## PASSAGE TO READ
────────────────────────────────────────
# A8N-E has trouble detecting SATA Hard Drive



## redsniper (Jul 30, 2005)

I recently had a motherboard die on me so I replaced it with an A8N-E. I've got an A64 3000, a Radeon x800xl, and currently 512MB RAM which will soon be 1GB. With my old mobo I was mainly using an 80GB Maxtor SATA HD along with an 8GB IDE HD salvaged from an old comp for backup. Now the problem is that the SATA HD is _almost_ never detected by the BIOS. Usually if I restart the computer during POST several times (about 10 I guess) it will eventually detect it. I've flashed the BIOS to 1005 but it doesn't seem to have made any difference. So, I'd like to get WinXP reinstalled and move on but that won't be practical if I have to fight to get the HD detected every time I turn the comp on. Please help, I'm at a loss as to what's causing this since there doesn't seem to be anything that correlates to it getting detected or not; it's random.


----------



## Tumbleweed36 (May 14, 2005)

Hi,

From the description, not sure I understand why it is not being detected. My good sense tells me to ask you if you have:

1) Set the boot order in the BIOS setup menu to:

CDRom
Floppy
Sata Hard Drive

(don't forget to save before you exit)

2) Turned off the RAID feature that is usually set as a default to on. Go to the Advanced  area of the BIOS setup menu to the sub-menu NVRaid configuration  and turn off the SATA raid seek feature. That should let the motherboard find your Sata drive without a seek for the raid that is not there.

When you check this, then let us know what the results are and if you have already done these, let us know and we will work from that point, but we needed to check the first things first.

Addendum: If this is the Deluxe version of the board, then double check (not sure about the non-deluxe version) that you have the SATA in the non-raid Sata connectors area and not in the Sata Raid connectors. There are both on the deluxe board.


----------



## redsniper (Jul 30, 2005)

Sata Hard Drive isn't an option in the boot order menu. It has Hard Disk, Removable (floppy), CD-ROM, all the usual suspects but no SATA. This disk has been detected with NvRAID both on and off, usually with it on since I thought it needed to be on for the disk to be detected, but I've since found out it can work both ways. Since you say to turn it off I'll leave it off. Also, this isn't the deluxe version; it only has 4 SATA ports.


----------



## linderman (May 20, 2005)

Its important like Tumbleweed pointed out to review your mobo manual carefully / there are sata ports for regular stand alone sata drives and then there are sata ports for the raid configuration / cant mix them without problems

The other issue / boot order 
sata drives are ddescribed in the boot menu as "Sat Drives" they generally call them or activate them as the third or fourth boot device 

so your bios should look like this

floppy / 1st
cd-rom / 2nd
primary ide drive / disabled
3rd boot device = enabled
4th boot device = enabled

try that ??? and please post back

do you have service pack 2 installed for win xp ???????? There are alot of sata fixes in that update

did you load your sata controller drivers ???????

If and whwn you go around to a "clean" install of win xp / it would be very much worth you while to slipstream service pack 2 onto your win xp cd 
this can be done by downloading autostreamer version 1.03 (review the *screenshots* )
────────────────────────────────────────
## TASK
Pick up the forum thread about the A8N-E board failing to detect a SATA hard drive and write what comes next, starting right after its final sentence.

## SUPPLIED MATERIAL
────────────────────────────────────────
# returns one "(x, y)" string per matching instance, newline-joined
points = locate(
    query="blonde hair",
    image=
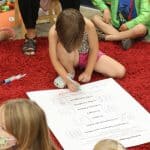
────────────────────────────────────────
## RESULT OF THIS EXERCISE
http://www.neowin.net/forum/index.php?showtopic=223562

service pack 2 / here go to bottom of page and download the version for multiple computers / this method allows sp-2 to be downloaded to a folder instead of directly intergrating into the OS immediately

http://www.microsoft.com/technet/prodtechnol/winxppro/maintain/winxpsp2.mspx


regards

joe


----------



## Tumbleweed36 (May 14, 2005)

redsniper said:


> Sata Hard Drive isn't an option in the boot order menu. It has Hard Disk, Removable (floppy), CD-ROM, all the usual suspects but no SATA. This disk has been detected with NvRAID both on and off, usually with it on since I thought it needed to be on for the disk to be detected, but I've since found out it can work both ways. Since you say to turn it off I'll leave it off. Also, this isn't the deluxe version; it only has 4 SATA ports.


Hi,

Let's take a couple of stabs in the dark since I don't have the manual for this board and with my slow dial-up, wont' download it tonight.

1. Take out the IDE drive and try with only the SATA disk installed.

2. Enter the BIOS setup menu and set it to factory defaults....exit and reboot and enter the BIOS setup menu again.\

3. Go to the MAIN menu area and see if it recognies the Sata in that area. Let us know what it sees in drives.

4. Go to the ADVANCED area and make sure that the Silicon Sata controller is disabled.

5. Still in the ADVANCED area, Select NVRaid and make sure it is disabled.

6. Still in the ADVANCED area, select IDE Function Setup and make sure ALL things in that area are ENABLED>

7. Go to the Boot order and see if the drive is there yet and change it if it is to the listed boot order I gave you earlier.

Be sure to save the changes before you exit.

Then, if that does not work, go back and change the Silicon Sata controller to Enabled, save and exit and see if that helps.

Report back to us and let us know what happened with these things.

ADDENDUM: When you try it each time, make sure you put the OS disk in the CDRom, and be sure you partition and format the drive if it comes up.

ADDENDUM #2: Make sure you have your SATA plugged into the 
Sata #1 port and not one of the other ones.

NOTE: That linderman types faster than I do, but pay heed, some very good points he has given you. Darn, you beat me again linderman. Good to see you.


----------



## redsniper (Jul 30, 2005)

Tumbleweed:
1 & 2. I've tried already
3. The HD doesn't show up in the BIOS setup when it isn't detected and, of course, when it is detected it does show up.
5. doesn't seem to make a difference but like I said, I'll leave it disabled.
4 & 7. I'll get to that tomorrow; it's getting late here.
and yes, it's plugged into sata port 1.

Linderman:
SP2 is installed on the SATA drive in question, however this is a new, different mobo so I don't think Windows would boot up on that drive even if it were detected by the BIOS. (at least I've heard that XP doesn't like to boot up if you change motherboards, this is true, right?) The times I have gotten the BIOS to detect the SATA drive it has shown up just fine in Windows on the IDE disk.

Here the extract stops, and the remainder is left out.